▶ _Activity_
Transcribe the data exactly. Pictures stay out.

▶ _Dataset entries_
++++++++
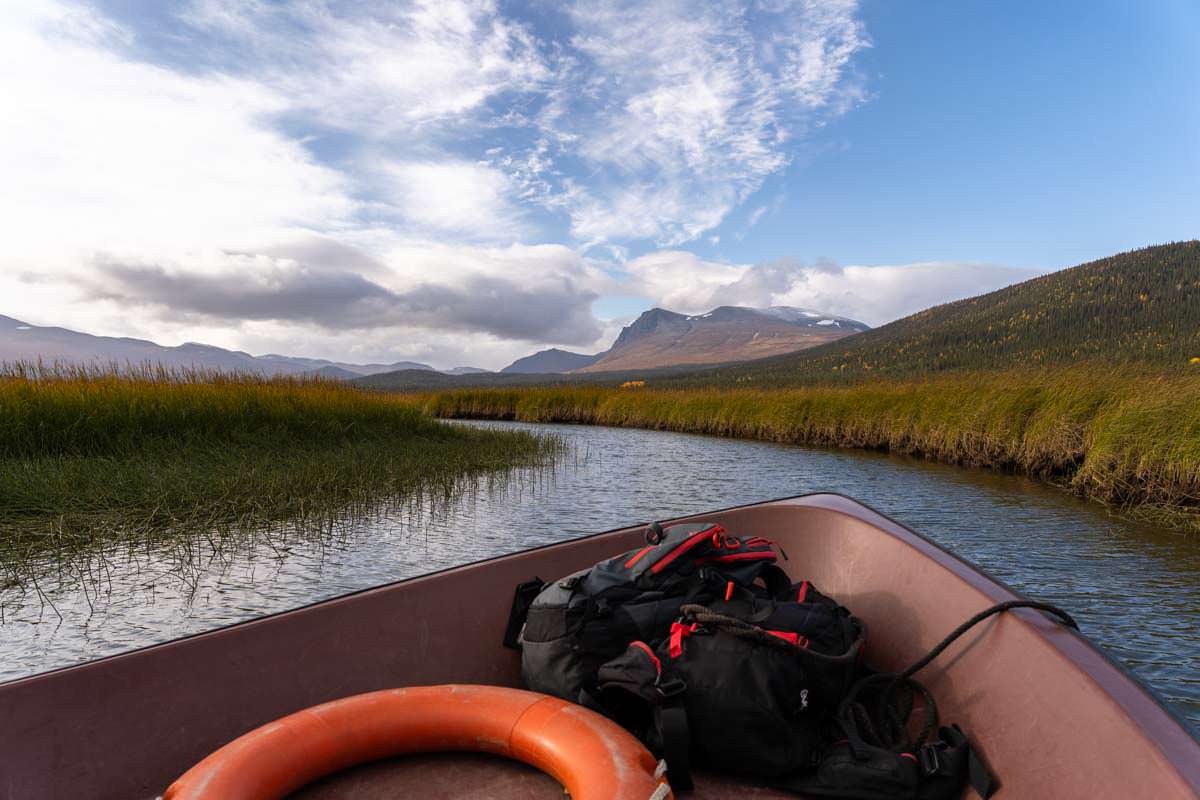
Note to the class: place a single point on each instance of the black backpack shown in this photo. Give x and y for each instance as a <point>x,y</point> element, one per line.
<point>745,683</point>
<point>576,624</point>
<point>700,645</point>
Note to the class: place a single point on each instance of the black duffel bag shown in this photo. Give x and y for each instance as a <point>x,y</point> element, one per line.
<point>576,624</point>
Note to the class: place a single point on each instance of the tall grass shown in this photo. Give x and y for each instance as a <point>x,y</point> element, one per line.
<point>1129,439</point>
<point>88,455</point>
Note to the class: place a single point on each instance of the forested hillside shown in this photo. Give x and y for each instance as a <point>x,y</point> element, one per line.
<point>1141,306</point>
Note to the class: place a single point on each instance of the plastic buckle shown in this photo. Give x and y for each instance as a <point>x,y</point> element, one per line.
<point>929,761</point>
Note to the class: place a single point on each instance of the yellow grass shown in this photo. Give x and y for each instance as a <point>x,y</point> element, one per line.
<point>1129,439</point>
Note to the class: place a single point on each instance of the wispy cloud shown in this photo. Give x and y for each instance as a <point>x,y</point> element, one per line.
<point>279,173</point>
<point>873,294</point>
<point>475,289</point>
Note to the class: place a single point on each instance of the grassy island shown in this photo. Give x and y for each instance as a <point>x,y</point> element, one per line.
<point>87,455</point>
<point>1129,438</point>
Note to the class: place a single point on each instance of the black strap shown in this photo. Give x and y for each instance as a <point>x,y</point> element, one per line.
<point>676,744</point>
<point>522,597</point>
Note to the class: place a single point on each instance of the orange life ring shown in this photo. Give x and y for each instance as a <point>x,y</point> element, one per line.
<point>591,756</point>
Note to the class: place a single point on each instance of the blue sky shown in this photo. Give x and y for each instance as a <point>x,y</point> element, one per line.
<point>465,181</point>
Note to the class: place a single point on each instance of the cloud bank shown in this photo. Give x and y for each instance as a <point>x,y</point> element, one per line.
<point>445,180</point>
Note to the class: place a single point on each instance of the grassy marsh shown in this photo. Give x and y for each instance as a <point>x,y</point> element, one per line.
<point>94,455</point>
<point>1127,438</point>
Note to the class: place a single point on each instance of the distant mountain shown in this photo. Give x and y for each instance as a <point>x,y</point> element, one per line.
<point>1141,306</point>
<point>331,373</point>
<point>24,342</point>
<point>661,337</point>
<point>550,361</point>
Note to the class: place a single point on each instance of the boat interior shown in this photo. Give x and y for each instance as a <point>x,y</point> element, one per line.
<point>1049,713</point>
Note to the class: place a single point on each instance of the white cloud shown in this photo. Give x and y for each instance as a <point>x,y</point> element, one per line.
<point>185,175</point>
<point>455,197</point>
<point>102,154</point>
<point>875,295</point>
<point>378,67</point>
<point>684,108</point>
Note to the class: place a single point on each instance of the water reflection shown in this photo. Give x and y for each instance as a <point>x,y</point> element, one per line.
<point>1134,589</point>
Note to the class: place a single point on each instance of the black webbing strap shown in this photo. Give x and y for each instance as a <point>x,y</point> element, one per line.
<point>522,597</point>
<point>676,744</point>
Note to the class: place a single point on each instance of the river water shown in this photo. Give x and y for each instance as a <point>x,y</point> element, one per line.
<point>1135,590</point>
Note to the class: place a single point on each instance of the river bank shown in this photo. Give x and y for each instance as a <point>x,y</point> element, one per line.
<point>93,455</point>
<point>1128,439</point>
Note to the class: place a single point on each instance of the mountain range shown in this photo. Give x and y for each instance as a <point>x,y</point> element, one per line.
<point>660,338</point>
<point>24,342</point>
<point>1135,307</point>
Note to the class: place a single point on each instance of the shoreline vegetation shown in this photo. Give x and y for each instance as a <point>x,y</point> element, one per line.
<point>1127,438</point>
<point>93,456</point>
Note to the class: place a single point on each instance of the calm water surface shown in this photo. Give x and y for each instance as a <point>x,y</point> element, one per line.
<point>1135,590</point>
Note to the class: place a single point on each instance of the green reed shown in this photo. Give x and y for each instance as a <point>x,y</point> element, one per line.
<point>1126,438</point>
++++++++
▶ _Answer to this exercise_
Note to the class: place a single point on each instance of the black backpack shown in this photo. Give x and y for each instance as a <point>x,y</point> element, one per line.
<point>745,683</point>
<point>576,624</point>
<point>700,645</point>
Note to the class: place a single point on each instance of the black duffel bag shown in this photo. Give x and y for each instance as a <point>x,y</point> element, one per line.
<point>576,624</point>
Note to the class: place a single point on each instance of the tall grass shown in this photo. Give x and y for each instance as a <point>x,y</point> element, one per line.
<point>1129,439</point>
<point>88,455</point>
Note to the class: place a single point on each instance of the forested hillside shown in this photo. Give x and y for each instance as a <point>x,y</point> element, one per line.
<point>1141,306</point>
Note to the class: place a single point on each instance of the plastic buckle shown in this photo. Give x and y for each instance as a <point>x,y</point> element, one per line.
<point>929,761</point>
Note to the class: place a single point on each instance of the yellow grass shown in this photo. Give x and y for each instance as a <point>x,y</point> element, one per line.
<point>1129,439</point>
Note to the class: place a single point on each instance of the wispy cloud shown in this photo. Give x and y for each instance as a <point>x,y</point> element, one per line.
<point>279,173</point>
<point>873,294</point>
<point>475,289</point>
Note to the class: place a single point on each instance of the grassy island shown in this photo. Give x and y for each instance as a <point>x,y</point> element, one per line.
<point>87,455</point>
<point>1129,438</point>
Note to the class: place a single point on each instance of the black strap shown in this photo. Give x and y for each instance as a <point>x,y</point> element, one per line.
<point>676,744</point>
<point>522,597</point>
Note to the class: place a single point on each instance of the orange life ring shown in this photo. Give x and y for each instance as a <point>x,y</point> element, one per line.
<point>591,756</point>
Note to the class: place a single point on each instance of the blue sky shown in this photo. Give x and y for each instance as a <point>x,y</point> element, one per line.
<point>465,181</point>
Note to the class: place a single point on each instance of the cloud bank shown in this photo. Give x and y for each instance as a <point>x,y</point> element, one per line.
<point>445,180</point>
Note to the class: place a single point on each instance of the grassy marsh shown in this photo. Give x and y for each instance as a <point>x,y</point> element, one per line.
<point>94,455</point>
<point>1127,438</point>
Note to the class: place a single point on each instance of the distant mountain shown in this photo. Give x and y for each instance as a <point>x,y</point> element, one per line.
<point>1141,306</point>
<point>331,373</point>
<point>24,342</point>
<point>661,337</point>
<point>550,361</point>
Note to the class: place a single point on each instance of the boat interior shown in this photo. Give x and y for each instance as a <point>x,y</point> element, one per line.
<point>1049,713</point>
Note to the class: place a single point on each instance of the white cloud shown in this photo. Give x and y for each instance as a <point>x,y</point> element, one per line.
<point>185,175</point>
<point>455,197</point>
<point>102,154</point>
<point>875,295</point>
<point>378,67</point>
<point>684,108</point>
Note to the class: place a single point on each instance of the water reflection shown in this photo. Give x and y for each instance as a <point>x,y</point> element, one per line.
<point>1134,589</point>
Note to the class: place a single point on each instance of the black webbing strap shown in this photo. Give x and y for each instance as a <point>x,y</point> element, one per line.
<point>522,597</point>
<point>676,744</point>
Note to the class: place a single point on each instance of the river water shown in this photo. Give x and y for each instance as a <point>x,y</point> element, one per line.
<point>1135,590</point>
Note to the class: place a single point on each instance of the river bank shown in this photo. Give x and y for each instance as a <point>x,y</point> element, one per line.
<point>93,455</point>
<point>1128,439</point>
Note to the class: place a single point on each instance of the mountain range shown in this photo. Give x and y for each instance as a <point>x,y</point> element, one per line.
<point>660,338</point>
<point>24,342</point>
<point>1135,307</point>
Note to the class: place a single point on each instance of the shoreline vegetation shown in this photo. Give x and y for each instance as a <point>x,y</point> element, one per line.
<point>1127,438</point>
<point>93,456</point>
Note to the class: place a single point on each instance of the calm water surface shown in this photo. Give x and y for each instance as a <point>x,y</point> element, one per line.
<point>1135,590</point>
Note to the class: place a single point on each instance of the green reed shown in this photo. Give x and y for each instance as a <point>x,y</point> element, one per line.
<point>1126,438</point>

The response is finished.